Object pointing dataset rows:

******************************

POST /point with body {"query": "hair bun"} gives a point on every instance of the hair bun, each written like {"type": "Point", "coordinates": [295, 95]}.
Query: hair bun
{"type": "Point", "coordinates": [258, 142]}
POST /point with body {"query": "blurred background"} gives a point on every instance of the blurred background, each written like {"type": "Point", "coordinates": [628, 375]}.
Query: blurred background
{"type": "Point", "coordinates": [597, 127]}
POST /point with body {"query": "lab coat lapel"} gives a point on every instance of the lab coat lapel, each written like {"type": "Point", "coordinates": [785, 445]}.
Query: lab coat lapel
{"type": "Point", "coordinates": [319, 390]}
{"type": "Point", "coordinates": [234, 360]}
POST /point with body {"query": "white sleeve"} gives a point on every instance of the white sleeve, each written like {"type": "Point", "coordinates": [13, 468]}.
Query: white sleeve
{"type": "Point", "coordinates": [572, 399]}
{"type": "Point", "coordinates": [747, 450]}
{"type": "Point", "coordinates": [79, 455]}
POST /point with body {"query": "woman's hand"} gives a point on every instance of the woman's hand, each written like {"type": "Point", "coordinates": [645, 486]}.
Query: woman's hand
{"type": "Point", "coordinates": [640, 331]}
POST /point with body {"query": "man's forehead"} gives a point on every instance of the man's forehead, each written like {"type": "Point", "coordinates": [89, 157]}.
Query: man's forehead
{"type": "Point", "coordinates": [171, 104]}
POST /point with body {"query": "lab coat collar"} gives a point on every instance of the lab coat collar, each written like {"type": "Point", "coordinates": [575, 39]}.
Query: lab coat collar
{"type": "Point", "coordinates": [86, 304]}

******************************

WHAT IS BEING ASKED: Copy out the entries from the line containing "of the blurred" through the end of the entries, inclusive, keeping the requests and adding 10 to every coordinate in the answers; leave the coordinates in the requests and their format samples unchanged.

WORKED ANSWER:
POST /point with body {"query": "blurred background"} gives a point on every instance of the blurred background, each written like {"type": "Point", "coordinates": [628, 375]}.
Query: blurred background
{"type": "Point", "coordinates": [607, 137]}
POST /point with body {"query": "lab coat lapel"} gives a point on every instance of the lab coat lapel, each written like {"type": "Point", "coordinates": [785, 445]}.
Query: lab coat lapel
{"type": "Point", "coordinates": [329, 400]}
{"type": "Point", "coordinates": [244, 370]}
POST /point with body {"query": "white sleeve"} gives a point on every instance of the white sleeve, each written like {"type": "Point", "coordinates": [13, 468]}.
Query: white sleeve
{"type": "Point", "coordinates": [582, 409]}
{"type": "Point", "coordinates": [757, 460]}
{"type": "Point", "coordinates": [89, 465]}
POST /point with body {"query": "woman's hand"} gives a point on every instance of the woman's hand, each written like {"type": "Point", "coordinates": [645, 486]}.
Query: woman's hand
{"type": "Point", "coordinates": [650, 341]}
POST /point with body {"query": "man's forehead"} gives a point on every instance of the man's forehead, each written like {"type": "Point", "coordinates": [89, 157]}.
Query: man's forehead
{"type": "Point", "coordinates": [181, 114]}
POST /point with body {"query": "lab coat collar"} gives a point on every instance of the lab coat collar, each written like {"type": "Point", "coordinates": [575, 39]}.
Query: lab coat collar
{"type": "Point", "coordinates": [96, 314]}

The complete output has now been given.